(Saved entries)
-- Start --

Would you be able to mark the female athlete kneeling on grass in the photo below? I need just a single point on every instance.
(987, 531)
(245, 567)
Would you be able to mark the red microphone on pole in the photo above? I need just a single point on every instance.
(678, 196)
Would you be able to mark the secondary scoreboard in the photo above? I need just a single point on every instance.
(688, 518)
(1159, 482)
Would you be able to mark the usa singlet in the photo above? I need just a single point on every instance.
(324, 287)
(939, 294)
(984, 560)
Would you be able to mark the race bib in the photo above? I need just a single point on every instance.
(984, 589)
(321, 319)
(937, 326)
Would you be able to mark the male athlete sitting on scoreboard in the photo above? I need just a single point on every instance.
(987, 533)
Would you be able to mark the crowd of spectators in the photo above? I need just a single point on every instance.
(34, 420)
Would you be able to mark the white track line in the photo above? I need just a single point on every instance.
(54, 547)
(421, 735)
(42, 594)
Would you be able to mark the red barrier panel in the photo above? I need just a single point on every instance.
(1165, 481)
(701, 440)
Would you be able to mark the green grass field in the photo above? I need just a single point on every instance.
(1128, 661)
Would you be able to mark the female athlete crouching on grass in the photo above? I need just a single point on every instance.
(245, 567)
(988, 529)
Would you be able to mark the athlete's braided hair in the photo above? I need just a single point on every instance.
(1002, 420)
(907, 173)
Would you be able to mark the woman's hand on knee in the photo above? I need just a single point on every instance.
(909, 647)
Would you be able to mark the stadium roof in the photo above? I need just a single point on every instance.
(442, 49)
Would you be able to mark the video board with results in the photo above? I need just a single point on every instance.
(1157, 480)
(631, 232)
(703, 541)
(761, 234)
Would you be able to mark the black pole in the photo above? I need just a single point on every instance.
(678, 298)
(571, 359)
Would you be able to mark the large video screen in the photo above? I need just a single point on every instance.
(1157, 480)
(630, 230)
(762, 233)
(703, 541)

-- End --

> _WHAT YOU HAVE TO DO_
What needs duplicating is the run of lines from the one containing "Would you be able to mark the stadium" through the last line of the entries above, exact and complete.

> _RESPONSE_
Would you be able to mark the stadium roof in the photo above? I need just a single point on every instance.
(442, 49)
Would you be able to mark the video board with results in the photo above? I need just a single point on every instance.
(1157, 480)
(631, 232)
(703, 541)
(761, 234)
Would you be able to mark the black pole in the photo above? I need just a single point on every instance.
(678, 298)
(571, 359)
Would you be able to mark the large video screen in the photo above? I need just a single point on every instance.
(1157, 480)
(630, 230)
(762, 233)
(703, 541)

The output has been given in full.